▶ _RECORD LIST_:
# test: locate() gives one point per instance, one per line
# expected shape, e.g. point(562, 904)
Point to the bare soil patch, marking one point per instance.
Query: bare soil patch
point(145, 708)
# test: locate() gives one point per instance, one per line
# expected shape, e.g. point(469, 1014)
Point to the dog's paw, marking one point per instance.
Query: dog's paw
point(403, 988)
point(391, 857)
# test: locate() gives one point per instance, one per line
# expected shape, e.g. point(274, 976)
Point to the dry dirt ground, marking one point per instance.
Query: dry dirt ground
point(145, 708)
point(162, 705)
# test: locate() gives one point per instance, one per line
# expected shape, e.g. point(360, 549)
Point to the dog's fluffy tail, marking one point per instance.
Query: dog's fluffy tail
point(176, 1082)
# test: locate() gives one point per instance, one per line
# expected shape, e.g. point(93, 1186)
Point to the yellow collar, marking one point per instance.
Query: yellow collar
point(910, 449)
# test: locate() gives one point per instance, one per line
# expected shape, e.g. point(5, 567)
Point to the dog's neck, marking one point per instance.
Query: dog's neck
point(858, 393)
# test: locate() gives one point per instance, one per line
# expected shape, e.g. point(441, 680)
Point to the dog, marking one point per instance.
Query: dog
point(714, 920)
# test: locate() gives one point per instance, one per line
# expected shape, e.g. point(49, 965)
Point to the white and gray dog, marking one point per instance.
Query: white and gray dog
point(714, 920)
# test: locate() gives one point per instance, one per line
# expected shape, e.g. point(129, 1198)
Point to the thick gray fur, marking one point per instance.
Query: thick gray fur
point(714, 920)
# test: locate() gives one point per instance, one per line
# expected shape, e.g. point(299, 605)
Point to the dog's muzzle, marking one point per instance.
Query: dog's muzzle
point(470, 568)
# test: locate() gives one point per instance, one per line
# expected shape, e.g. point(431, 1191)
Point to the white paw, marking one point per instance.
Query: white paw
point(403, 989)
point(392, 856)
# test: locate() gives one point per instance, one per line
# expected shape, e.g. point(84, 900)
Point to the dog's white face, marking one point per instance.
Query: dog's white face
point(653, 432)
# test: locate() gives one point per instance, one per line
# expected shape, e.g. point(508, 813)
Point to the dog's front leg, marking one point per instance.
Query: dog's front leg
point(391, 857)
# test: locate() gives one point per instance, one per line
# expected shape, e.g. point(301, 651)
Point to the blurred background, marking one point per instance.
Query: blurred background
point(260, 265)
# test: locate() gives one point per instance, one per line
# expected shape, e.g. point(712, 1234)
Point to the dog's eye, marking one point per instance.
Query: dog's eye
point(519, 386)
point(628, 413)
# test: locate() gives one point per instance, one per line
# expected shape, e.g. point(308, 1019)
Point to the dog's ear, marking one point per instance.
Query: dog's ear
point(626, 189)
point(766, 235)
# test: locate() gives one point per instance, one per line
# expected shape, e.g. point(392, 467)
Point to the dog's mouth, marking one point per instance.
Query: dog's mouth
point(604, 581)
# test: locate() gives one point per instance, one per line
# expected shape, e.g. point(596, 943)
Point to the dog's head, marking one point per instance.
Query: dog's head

▶ _TASK PROMPT_: Copy every line of the material above without changing a single character.

▶ _SOLUTION BELOW_:
# test: locate() gives one point per instance, one per line
# expected shape, e.g. point(562, 904)
Point to the bare soil patch, marking one point per instance.
Query: bare soil patch
point(145, 708)
# test: locate() gives one point per instance, one per line
# expected shape, e.g. point(469, 1014)
Point to the dog's paw, marking one point per instance.
Query: dog's paw
point(403, 988)
point(391, 857)
# test: locate() gives one point per instance, one per line
# expected shape, e.g. point(274, 976)
Point to the dry dirt ground, marking one point per instance.
Query: dry dirt ground
point(145, 708)
point(162, 705)
# test: locate() gives one point per instance, one per line
# expected shape, e.g. point(360, 549)
Point to the dog's fluffy tail, marking one point per instance.
Query: dog's fluffy tail
point(176, 1082)
# test: locate() gives one point per instance, one per line
# expected shape, e.g. point(93, 1186)
Point to the yellow collar, marking one point per instance.
Query: yellow collar
point(910, 449)
# test: locate() gives one point per instance, one per line
# expected shape, e.g. point(5, 567)
Point to the dog's neck, marking one point per instance.
Query: dog's neck
point(858, 393)
# test: locate() gives one point per instance, one per line
# expected shape, e.g. point(441, 680)
Point to the dog, marking one point per instance.
Query: dog
point(714, 920)
# test: locate() gives one point per instance, one per line
# expected shape, e.g. point(49, 965)
Point to the white and gray dog, marking one point per instance.
Query: white and gray dog
point(714, 920)
# test: locate() gives one point per instance, one per line
# expected shape, e.g. point(129, 1198)
Point to the thick gray fur, marking one point per instance.
Query: thick gray fur
point(714, 920)
# test: locate() gives one point per instance, one per line
# expected shape, e.g. point(299, 605)
Point to the dog's muzzle, marking one point per instance.
Query: dog's muzzle
point(470, 568)
# test: locate() gives one point per instance, one per line
# expected shape, e.g. point(431, 1191)
Point to the white paw, marking one point per instance.
Query: white paw
point(403, 989)
point(392, 856)
# test: locate() gives one point per instance, one per line
# expected shape, e.g. point(84, 900)
Point to the dog's white face, marking one point per instance.
Query: dog's white face
point(653, 432)
# test: locate() gives one point per instance, one per line
# expected shape, e.g. point(508, 813)
Point to the dog's front leg, marking one point per instance.
Query: dog's front leg
point(391, 857)
# test: locate() gives one point per instance, one per line
# expected shape, e.g. point(301, 651)
Point to the blurred background, marking one point per instance.
Query: blurred background
point(260, 265)
# test: locate() gives one point per instance, one per line
# expected shape, e.g. point(712, 1234)
Point to the dog's eye, marking one point per instance.
Query: dog's eye
point(519, 386)
point(628, 413)
# test: locate() gives one point per instance, one per line
# expected shape, e.g. point(308, 1019)
Point to the dog's ear, marking one point per instance.
Query: dog's ear
point(626, 189)
point(766, 235)
# test: locate() gives one point per instance, one per line
# expected shape, e.g. point(392, 467)
Point to the dog's mouth, marking one point per instance.
Query: dog's mouth
point(604, 581)
# test: locate() gives one point per instance, one per line
# expected shape, e.g. point(596, 943)
Point to the dog's head, marking one point per instance.
Query: dog's head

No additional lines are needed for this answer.